§ **GOAL 1**
List every line of the records that contains the string "background", matching its case exactly.

§ **EXCERPTED TEXT**
----------------------------------------

1

I have a numpy array:

>>> type(dat)
Out[41]: numpy.ndarray

>>> dat.shape
Out[46]: (127L,)

>>> dat[0:3]
Out[42]: array([datetime.date(2010, 6, 11), datetime.date(2010, 6, 19), datetime.date(2010, 6, 30)], dtype=object)

I want to get weekdays for each date in this array like the following:

>>> dat[0].weekday()
Out[43]: 4

I tried using the following but none work:

import pandas as pd
import numpy as np
import datetime as dt

np.apply_along_axis(weekday,0,dat)
NameError: name 'weekday' is not defined

np.apply_along_axis(dt.weekday,0,dat)
AttributeError: 'module' object has no attribute 'weekday'

np.apply_along_axis(pd.weekday,1,dat)
AttributeError: 'module' object has no attribute 'weekday'

np.apply_along_axis(lambda x: x.weekday(),0,dat)
AttributeError: 'numpy.ndarray' object has no attribute 'weekday'

np.apply_along_axis(lambda x: x.dt.weekday,0,dat)
AttributeError: 'numpy.ndarray' object has no attribute 'dt'

Is there something I am missing here?

dayum
  • 1,073
  • 15
  • 31
  • `weekday` is a method of the `datetime.date` object. `apply_along_axis` expects a function. Just do your calculation with a list comprehension. Even if you could get it working, `apply_along_axis` won't speed things up. – hpaulj Jan 30 '18 at 00:33

2 Answers2

2

np.apply_along_axis doesn't make much sense with a 1d array. In a 2d or higher array, it applies the function to 1d slices from that array. Regarding that function:

This function should accept 1-D arrays. It is applied to 1-D slices of arr along the specified axis.

----------------------------------------

Lines of data
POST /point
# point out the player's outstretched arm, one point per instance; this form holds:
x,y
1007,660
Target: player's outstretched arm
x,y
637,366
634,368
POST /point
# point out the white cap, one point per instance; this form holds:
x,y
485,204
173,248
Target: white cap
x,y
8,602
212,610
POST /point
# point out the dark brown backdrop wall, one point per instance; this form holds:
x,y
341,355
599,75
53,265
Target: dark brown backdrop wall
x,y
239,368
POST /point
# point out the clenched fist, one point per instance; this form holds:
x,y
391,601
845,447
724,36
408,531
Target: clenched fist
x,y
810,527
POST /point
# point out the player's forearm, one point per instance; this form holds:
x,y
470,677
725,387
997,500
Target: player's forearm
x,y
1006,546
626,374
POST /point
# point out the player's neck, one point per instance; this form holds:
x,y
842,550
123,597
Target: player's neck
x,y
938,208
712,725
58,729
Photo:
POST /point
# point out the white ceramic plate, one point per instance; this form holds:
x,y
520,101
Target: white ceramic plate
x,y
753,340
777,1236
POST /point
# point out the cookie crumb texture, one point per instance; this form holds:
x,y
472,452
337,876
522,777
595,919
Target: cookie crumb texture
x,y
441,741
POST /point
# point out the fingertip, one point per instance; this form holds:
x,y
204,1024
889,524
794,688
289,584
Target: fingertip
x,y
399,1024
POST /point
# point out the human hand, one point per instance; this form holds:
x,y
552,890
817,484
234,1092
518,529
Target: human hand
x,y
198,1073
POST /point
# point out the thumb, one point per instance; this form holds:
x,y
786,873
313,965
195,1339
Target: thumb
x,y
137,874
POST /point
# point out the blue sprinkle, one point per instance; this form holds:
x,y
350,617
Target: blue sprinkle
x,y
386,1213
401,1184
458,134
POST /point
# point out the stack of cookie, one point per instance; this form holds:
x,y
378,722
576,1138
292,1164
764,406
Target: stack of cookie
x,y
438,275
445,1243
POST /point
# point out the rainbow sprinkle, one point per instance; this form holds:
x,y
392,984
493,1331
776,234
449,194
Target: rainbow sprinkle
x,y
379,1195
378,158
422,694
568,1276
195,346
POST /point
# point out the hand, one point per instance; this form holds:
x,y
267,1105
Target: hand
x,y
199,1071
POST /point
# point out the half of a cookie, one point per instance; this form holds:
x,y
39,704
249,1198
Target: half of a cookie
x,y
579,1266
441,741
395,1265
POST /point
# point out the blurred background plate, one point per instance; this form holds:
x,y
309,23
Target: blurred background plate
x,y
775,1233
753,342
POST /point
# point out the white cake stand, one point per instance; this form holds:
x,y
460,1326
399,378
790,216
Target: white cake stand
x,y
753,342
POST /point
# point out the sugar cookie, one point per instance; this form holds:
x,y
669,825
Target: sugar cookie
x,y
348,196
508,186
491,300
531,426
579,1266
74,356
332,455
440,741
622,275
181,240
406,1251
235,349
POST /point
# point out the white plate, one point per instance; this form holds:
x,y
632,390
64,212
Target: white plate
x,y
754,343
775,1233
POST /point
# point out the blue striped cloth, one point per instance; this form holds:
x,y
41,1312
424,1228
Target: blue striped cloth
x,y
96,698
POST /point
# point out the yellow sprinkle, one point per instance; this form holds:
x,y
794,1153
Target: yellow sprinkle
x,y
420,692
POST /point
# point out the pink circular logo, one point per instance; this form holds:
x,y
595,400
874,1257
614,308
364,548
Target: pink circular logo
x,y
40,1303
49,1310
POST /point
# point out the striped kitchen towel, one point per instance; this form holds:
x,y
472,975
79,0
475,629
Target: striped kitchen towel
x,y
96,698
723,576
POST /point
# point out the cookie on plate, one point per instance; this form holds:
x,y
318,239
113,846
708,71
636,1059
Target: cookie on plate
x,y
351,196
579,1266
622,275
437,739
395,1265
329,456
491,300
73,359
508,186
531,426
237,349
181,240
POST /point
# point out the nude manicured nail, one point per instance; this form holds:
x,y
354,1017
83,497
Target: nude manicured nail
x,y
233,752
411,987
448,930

----------------------------------------

§ **GOAL 2**
Summarize the forum thread in three sentences.

§ **FINAL RESULT 1**
# point out the blurred background plate, one point per instance; this form holds:
Target: blurred background plate

§ **FINAL RESULT 2**
A user has a one-dimensional numpy array of 127 datetime.date objects and wants the weekday for each date. Every attempt with np.apply_along_axis fails with a NameError or an AttributeError. A comment explains that weekday is a method of the datetime.date object while apply_along_axis expects a function, and it recommends a list comprehension; an answer adds that apply_along_axis makes little sense with a 1d array because it applies the function to 1d slices of higher-dimensional arrays.